* _Exercise details_
Substitute "pink petal" for every "white petal" in the lines below, leaving everything else unchanged, and omit the pictures from your answer.

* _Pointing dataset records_
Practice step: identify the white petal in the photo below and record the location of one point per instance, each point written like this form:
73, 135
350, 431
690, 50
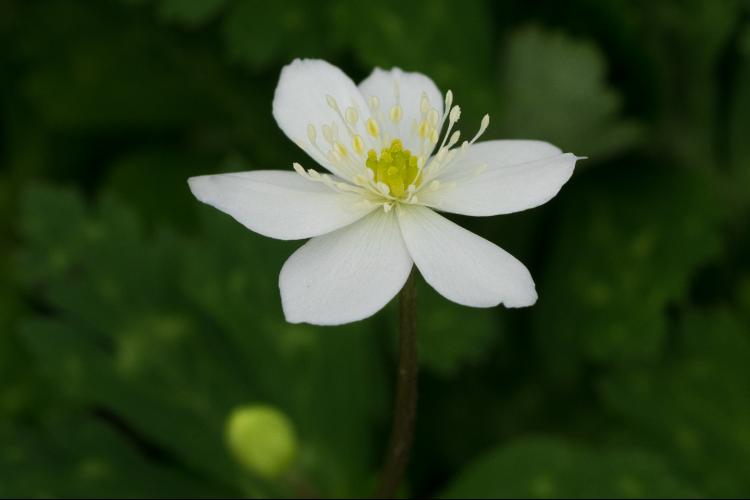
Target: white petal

* _Problem solution_
Practice step: identify the pink petal in the photo below and record the location of one point per instance, each point written like this form:
73, 135
350, 431
690, 50
Target: pink petal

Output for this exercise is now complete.